• **TASK TO COMPLETE**:
Copy out the records precisely, omitting pictures.

• **DATA SHOWN**:
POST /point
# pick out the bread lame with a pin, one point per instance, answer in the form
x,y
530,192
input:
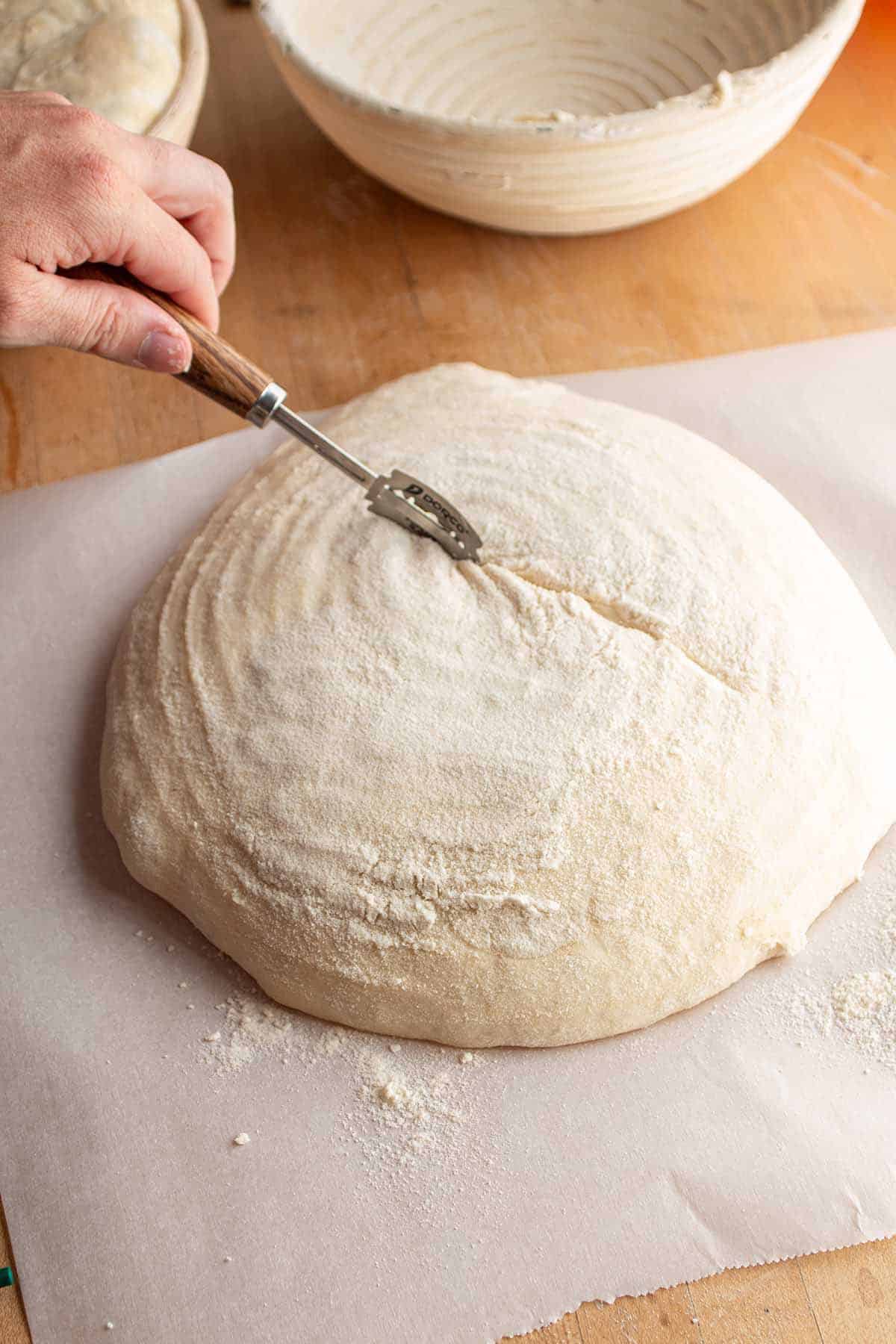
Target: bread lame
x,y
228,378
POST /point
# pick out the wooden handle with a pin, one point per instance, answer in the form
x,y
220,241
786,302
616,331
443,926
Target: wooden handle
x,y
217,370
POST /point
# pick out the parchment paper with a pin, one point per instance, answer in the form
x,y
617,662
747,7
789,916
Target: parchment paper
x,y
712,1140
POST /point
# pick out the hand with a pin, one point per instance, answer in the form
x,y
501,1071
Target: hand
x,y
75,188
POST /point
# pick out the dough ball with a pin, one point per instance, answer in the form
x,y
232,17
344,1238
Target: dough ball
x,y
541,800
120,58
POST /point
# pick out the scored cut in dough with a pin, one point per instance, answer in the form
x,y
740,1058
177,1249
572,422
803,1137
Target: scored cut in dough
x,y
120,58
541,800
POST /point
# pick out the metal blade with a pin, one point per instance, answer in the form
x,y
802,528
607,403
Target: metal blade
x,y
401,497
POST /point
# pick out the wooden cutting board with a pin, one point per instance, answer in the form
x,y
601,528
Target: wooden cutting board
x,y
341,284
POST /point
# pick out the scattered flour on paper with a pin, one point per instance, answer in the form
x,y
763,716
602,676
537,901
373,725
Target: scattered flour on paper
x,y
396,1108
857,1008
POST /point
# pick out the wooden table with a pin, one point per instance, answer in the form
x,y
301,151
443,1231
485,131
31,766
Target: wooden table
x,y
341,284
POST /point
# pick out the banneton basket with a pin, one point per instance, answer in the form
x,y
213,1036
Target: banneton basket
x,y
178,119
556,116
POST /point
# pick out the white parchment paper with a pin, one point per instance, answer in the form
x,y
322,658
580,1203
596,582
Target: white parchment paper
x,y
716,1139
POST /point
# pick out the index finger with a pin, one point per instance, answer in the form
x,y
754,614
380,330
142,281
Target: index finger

• **FULL ANSWER**:
POST /point
# pick out the bread lame with a pin, one point per instance, answer in the form
x,y
530,192
input:
Target: bread lame
x,y
228,378
POST /point
# pick out the wooden handle with a pin, one point per instance, answer in the form
x,y
220,241
786,302
616,331
443,926
Target: wooden handle
x,y
217,370
POST /point
# pick out the parchment paper with a pin, one point per instance, answer in the form
x,y
617,662
747,7
789,916
Target: parchment paper
x,y
712,1140
POST /point
# pick out the hand with a pin, one point per instance, answer in the form
x,y
501,1071
Target: hand
x,y
75,188
POST /point
# pick out the dough ball with a pin, one point per instance, answer in the form
x,y
232,17
344,1238
Target: dough ball
x,y
541,800
120,58
POST /point
# pick out the scored cut in dough with a pin, one point per instance, answer in the form
x,y
740,1058
177,1249
572,422
803,1137
Target: scored cut in dough
x,y
120,58
541,800
POST /point
# pick out the metal blade with a pin, one point per instance, answer in the form
x,y
802,528
607,403
Target: metal blade
x,y
401,497
POST /point
# pick out the wooden cutting board with a pin, one point per instance, answer in the form
x,y
601,528
Target: wooden cutting board
x,y
341,284
POST /point
# pick out the scattered flour on paper with a pin, one point per instance, answer in the form
x,y
763,716
602,676
537,901
373,725
Target: scattered flour on paper
x,y
396,1108
857,1008
POST /point
# pick out the wooden table with a pin, one point per instance, answer in the form
x,y
301,151
443,1231
485,131
31,766
Target: wooden table
x,y
341,284
POST /point
# pick out the banneton basket with a pin, one point per instance, answer in the form
x,y
213,1036
Target: banneton basket
x,y
178,119
556,116
POST /point
# pick out the white parchment paper with a pin, one point per instance, answer in the form
x,y
322,658
580,1203
596,582
Target: white parchment paper
x,y
716,1139
POST /point
# pick out the index finger with a pin, one point per instance, answer in the form
x,y
754,614
380,330
142,281
Target: index finger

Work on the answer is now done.